+++ THE DATA

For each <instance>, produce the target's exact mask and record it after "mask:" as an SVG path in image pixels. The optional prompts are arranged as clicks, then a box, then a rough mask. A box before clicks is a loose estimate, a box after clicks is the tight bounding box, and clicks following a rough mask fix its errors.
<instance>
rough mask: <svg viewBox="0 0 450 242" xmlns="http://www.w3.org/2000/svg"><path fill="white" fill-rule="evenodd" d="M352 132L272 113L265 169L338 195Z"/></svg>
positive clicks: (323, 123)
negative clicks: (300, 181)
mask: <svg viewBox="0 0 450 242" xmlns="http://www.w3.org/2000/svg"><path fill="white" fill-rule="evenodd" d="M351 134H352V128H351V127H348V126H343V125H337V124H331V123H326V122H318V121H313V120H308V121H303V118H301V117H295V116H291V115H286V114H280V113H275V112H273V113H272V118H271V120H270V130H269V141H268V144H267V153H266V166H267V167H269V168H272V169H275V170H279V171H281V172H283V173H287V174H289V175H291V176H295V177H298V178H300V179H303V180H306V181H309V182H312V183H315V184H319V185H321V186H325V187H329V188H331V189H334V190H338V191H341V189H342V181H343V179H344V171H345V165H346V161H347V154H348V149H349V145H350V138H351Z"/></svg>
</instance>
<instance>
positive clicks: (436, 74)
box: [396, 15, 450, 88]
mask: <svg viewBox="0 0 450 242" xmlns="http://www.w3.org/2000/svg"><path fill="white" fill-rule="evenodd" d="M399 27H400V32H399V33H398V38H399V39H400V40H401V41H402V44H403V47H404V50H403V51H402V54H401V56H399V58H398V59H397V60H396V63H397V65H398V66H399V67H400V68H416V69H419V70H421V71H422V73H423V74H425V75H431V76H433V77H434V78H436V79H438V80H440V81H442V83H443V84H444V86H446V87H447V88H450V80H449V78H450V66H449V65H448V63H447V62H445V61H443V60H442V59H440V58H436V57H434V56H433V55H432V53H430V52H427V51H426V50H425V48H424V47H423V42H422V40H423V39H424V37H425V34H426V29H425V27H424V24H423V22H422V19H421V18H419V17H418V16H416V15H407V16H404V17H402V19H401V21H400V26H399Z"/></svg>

++++++
+++ THE DATA

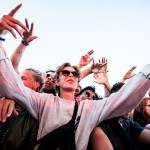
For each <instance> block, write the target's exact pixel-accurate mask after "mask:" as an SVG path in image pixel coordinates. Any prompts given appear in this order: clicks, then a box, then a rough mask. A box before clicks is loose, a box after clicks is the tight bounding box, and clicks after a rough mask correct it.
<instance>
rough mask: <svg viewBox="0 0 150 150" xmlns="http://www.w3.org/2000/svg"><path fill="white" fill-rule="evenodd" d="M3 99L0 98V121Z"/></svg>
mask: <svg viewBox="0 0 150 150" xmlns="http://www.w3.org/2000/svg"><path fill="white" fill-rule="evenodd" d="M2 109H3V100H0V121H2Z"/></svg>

++++++

The listing above holds a line with "For each <instance>, produce" and a line with "positive clicks: (323, 123)". Print the stretch from the first through the second, exactly and alone.

- **COMPLETED EXERCISE**:
For each <instance>, produce the target's exact mask and record it after "mask:" as an SVG path in image pixels. The optional prompts are arranged as clicks, then a box, then a rough mask. A box before clicks is a loose estimate, a box after clicks is the tight bounding box, and clicks following a rough mask fix its errors.
<instance>
rough mask: <svg viewBox="0 0 450 242" xmlns="http://www.w3.org/2000/svg"><path fill="white" fill-rule="evenodd" d="M352 132L272 113L265 169L338 195Z"/></svg>
positive clicks: (323, 123)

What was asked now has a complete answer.